Exercise brief – Print the records below exactly as they appear.

Data to use section start

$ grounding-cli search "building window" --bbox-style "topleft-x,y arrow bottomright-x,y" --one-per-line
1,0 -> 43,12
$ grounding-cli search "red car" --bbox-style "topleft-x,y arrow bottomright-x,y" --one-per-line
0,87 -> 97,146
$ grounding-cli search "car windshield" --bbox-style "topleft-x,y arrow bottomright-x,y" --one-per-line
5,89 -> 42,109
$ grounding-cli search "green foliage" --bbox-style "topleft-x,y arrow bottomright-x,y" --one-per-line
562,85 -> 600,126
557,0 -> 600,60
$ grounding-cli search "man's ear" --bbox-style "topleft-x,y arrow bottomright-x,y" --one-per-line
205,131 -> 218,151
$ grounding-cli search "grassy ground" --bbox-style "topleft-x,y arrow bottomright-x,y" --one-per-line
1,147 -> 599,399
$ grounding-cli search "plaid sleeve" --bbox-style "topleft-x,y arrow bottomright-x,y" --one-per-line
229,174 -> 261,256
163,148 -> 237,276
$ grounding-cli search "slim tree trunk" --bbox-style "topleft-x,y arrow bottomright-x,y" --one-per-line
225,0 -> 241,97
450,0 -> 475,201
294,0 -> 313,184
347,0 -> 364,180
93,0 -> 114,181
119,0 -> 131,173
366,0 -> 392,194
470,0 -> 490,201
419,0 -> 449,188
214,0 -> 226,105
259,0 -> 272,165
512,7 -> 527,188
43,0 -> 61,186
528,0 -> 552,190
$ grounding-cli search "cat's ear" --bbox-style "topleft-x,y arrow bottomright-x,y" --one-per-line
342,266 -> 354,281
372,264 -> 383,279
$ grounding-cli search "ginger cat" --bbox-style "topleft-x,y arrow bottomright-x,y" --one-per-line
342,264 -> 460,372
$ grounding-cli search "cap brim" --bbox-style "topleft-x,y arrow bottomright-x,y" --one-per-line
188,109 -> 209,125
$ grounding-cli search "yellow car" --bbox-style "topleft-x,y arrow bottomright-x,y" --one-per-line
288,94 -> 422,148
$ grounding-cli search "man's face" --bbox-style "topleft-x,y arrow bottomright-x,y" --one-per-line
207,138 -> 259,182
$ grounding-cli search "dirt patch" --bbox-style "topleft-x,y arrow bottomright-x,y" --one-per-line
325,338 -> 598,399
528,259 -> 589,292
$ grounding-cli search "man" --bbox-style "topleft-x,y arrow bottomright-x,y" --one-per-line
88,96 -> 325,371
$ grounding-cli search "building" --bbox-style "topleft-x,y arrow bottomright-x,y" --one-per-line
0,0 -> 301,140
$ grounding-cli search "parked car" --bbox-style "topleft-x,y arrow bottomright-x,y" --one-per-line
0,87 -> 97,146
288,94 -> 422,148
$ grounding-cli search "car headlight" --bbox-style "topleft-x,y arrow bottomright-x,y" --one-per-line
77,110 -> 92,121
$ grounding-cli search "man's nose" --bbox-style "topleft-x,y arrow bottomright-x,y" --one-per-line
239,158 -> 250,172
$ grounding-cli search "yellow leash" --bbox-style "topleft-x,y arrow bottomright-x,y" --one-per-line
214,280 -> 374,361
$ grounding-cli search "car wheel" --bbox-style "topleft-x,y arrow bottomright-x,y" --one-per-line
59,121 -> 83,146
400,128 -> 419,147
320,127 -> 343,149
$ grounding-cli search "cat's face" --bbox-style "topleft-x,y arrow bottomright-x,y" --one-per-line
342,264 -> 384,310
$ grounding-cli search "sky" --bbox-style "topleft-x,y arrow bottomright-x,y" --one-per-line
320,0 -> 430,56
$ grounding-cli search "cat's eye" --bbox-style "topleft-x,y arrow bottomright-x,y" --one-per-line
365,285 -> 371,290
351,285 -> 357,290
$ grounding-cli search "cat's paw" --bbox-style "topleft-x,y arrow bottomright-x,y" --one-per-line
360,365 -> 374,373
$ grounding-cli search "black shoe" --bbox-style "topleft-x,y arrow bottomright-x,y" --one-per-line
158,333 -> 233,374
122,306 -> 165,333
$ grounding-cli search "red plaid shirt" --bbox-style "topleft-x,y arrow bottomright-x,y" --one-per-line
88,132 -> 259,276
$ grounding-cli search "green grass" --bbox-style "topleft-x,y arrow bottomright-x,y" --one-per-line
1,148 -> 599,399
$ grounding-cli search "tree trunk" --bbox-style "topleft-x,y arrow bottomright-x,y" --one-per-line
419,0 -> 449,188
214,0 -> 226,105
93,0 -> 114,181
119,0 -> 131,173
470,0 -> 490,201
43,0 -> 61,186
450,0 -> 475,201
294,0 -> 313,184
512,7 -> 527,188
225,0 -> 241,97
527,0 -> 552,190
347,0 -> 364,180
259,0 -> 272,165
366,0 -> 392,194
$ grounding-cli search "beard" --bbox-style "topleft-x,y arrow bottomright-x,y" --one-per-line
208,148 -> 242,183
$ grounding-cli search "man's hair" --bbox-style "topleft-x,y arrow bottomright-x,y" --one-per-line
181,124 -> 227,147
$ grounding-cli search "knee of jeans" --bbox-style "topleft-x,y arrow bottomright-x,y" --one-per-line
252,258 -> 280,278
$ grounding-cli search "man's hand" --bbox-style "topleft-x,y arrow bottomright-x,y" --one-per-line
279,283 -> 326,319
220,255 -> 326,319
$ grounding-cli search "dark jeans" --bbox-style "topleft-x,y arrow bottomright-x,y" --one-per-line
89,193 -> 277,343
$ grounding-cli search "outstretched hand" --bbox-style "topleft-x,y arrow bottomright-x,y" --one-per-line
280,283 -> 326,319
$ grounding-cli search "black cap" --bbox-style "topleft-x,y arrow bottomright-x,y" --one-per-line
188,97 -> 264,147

Data to use section end

Exercise answer –
$ grounding-cli search "building window" --bbox-style "topleft-x,y arrow bottomright-x,y" --one-per-line
1,0 -> 43,12
$ grounding-cli search "red car" --bbox-style "topleft-x,y arrow bottomright-x,y" --one-per-line
0,87 -> 97,146
$ grounding-cli search "car windshield" --bbox-style "topleft-x,y arrow bottomright-x,y" --one-per-line
5,89 -> 42,109
$ grounding-cli search "green foliage" --bbox-style "topleft-x,y arrow bottomright-x,y" --one-per-line
562,85 -> 600,126
557,0 -> 600,60
$ grounding-cli search "man's ear" --bbox-style "topleft-x,y arrow bottomright-x,y" --one-per-line
205,131 -> 218,151
$ grounding-cli search "grassy ground" --bbox-style "topleft-x,y arrow bottomright-x,y" --one-per-line
1,147 -> 599,399
$ grounding-cli search "plaid sleeve" --bbox-style "topleft-x,y arrow bottomright-x,y" --one-per-line
229,174 -> 261,256
163,148 -> 237,276
$ grounding-cli search "slim tree trunk" --bbox-style "topleft-x,y arrow bottomright-x,y" --one-per-line
225,0 -> 241,97
450,0 -> 475,201
294,0 -> 313,184
347,0 -> 364,180
93,0 -> 114,181
119,0 -> 131,173
366,0 -> 392,194
470,0 -> 490,201
419,0 -> 449,188
214,0 -> 226,105
259,0 -> 272,165
512,7 -> 527,188
43,0 -> 61,186
528,0 -> 552,190
$ grounding-cli search "cat's ear" --bbox-style "topleft-x,y arrow bottomright-x,y" --one-per-line
342,266 -> 354,281
372,264 -> 383,279
$ grounding-cli search "ginger cat" --bbox-style "topleft-x,y arrow bottomright-x,y" --one-per-line
342,264 -> 460,372
$ grounding-cli search "cap brim" --bbox-style "topleft-x,y arrow bottomright-x,y" --one-per-line
188,109 -> 209,125
$ grounding-cli search "yellow car" --bbox-style "topleft-x,y arrow bottomright-x,y" --one-per-line
288,94 -> 422,148
$ grounding-cli search "man's face" --bbox-style "topleft-x,y arrow bottomright-x,y" --one-per-line
207,138 -> 259,182
$ grounding-cli search "dirt patch" --bbox-style "topleft-x,y arrow bottomright-x,y" --one-per-line
325,338 -> 598,399
528,259 -> 589,292
$ grounding-cli search "man" --bbox-style "topleft-x,y arrow bottomright-x,y" --one-per-line
88,96 -> 325,371
$ grounding-cli search "building" --bbox-style "topleft-x,y arrow bottomright-x,y" --one-per-line
0,0 -> 301,140
$ grounding-cli search "parked car" --bbox-style "topleft-x,y arrow bottomright-x,y" --one-per-line
0,87 -> 97,146
288,94 -> 422,148
$ grounding-cli search "car headlight" --bbox-style "topleft-x,y arrow bottomright-x,y" --one-per-line
77,110 -> 92,121
$ grounding-cli search "man's nose" --bbox-style "topleft-x,y arrow bottomright-x,y" --one-per-line
239,158 -> 250,172
$ grounding-cli search "yellow leash" --bbox-style "topleft-x,y arrow bottomright-x,y" --one-per-line
214,280 -> 374,361
$ grounding-cli search "car wheel" --bbox-style "topleft-x,y arrow bottomright-x,y" --one-per-line
59,121 -> 83,146
400,128 -> 419,147
320,127 -> 343,149
$ grounding-cli search "cat's face" --bbox-style "topleft-x,y arrow bottomright-x,y" --one-per-line
342,264 -> 384,310
$ grounding-cli search "sky" --bbox-style "topleft-x,y arrow bottomright-x,y" --one-per-line
320,0 -> 430,56
$ grounding-cli search "cat's eye" --bbox-style "topleft-x,y arrow bottomright-x,y" --one-per-line
365,285 -> 371,290
351,285 -> 357,290
$ grounding-cli search "cat's paw" --bbox-style "topleft-x,y arrow bottomright-x,y" --one-per-line
360,365 -> 374,373
$ grounding-cli search "black shoe" --bbox-style "topleft-x,y arrow bottomright-x,y" --one-per-line
158,333 -> 233,374
122,306 -> 165,333
$ grounding-cli search "red plaid shirt" --bbox-style "topleft-x,y arrow bottomright-x,y" --one-per-line
88,132 -> 259,276
$ grounding-cli search "green grass" --bbox-style "topleft-x,y arrow bottomright-x,y" --one-per-line
1,148 -> 599,399
$ grounding-cli search "tree trunk" --bbox-style "topleft-x,y arrow bottomright-x,y" --one-per-line
419,0 -> 449,188
214,0 -> 226,105
93,0 -> 114,181
119,0 -> 131,173
470,0 -> 490,201
43,0 -> 61,186
450,0 -> 475,201
294,0 -> 313,184
512,7 -> 527,188
225,0 -> 241,97
527,0 -> 552,190
347,0 -> 364,180
259,0 -> 272,165
366,0 -> 392,194
$ grounding-cli search "beard" --bbox-style "topleft-x,y arrow bottomright-x,y" --one-per-line
208,148 -> 242,183
$ grounding-cli search "man's hair" --bbox-style "topleft-x,y arrow bottomright-x,y" --one-per-line
181,124 -> 227,147
$ grounding-cli search "knee of jeans" --bbox-style "topleft-x,y arrow bottomright-x,y" --one-per-line
252,258 -> 280,278
$ grounding-cli search "man's hand" --bbox-style "topleft-x,y arrow bottomright-x,y" --one-per-line
279,283 -> 326,319
220,255 -> 326,319
$ grounding-cli search "dark jeans" --bbox-style "topleft-x,y arrow bottomright-x,y" --one-per-line
89,193 -> 277,343
$ grounding-cli search "outstretched hand" --bbox-style "topleft-x,y arrow bottomright-x,y" --one-per-line
280,283 -> 326,319
$ grounding-cli search "black cap" --bbox-style "topleft-x,y arrow bottomright-x,y" --one-per-line
188,97 -> 264,147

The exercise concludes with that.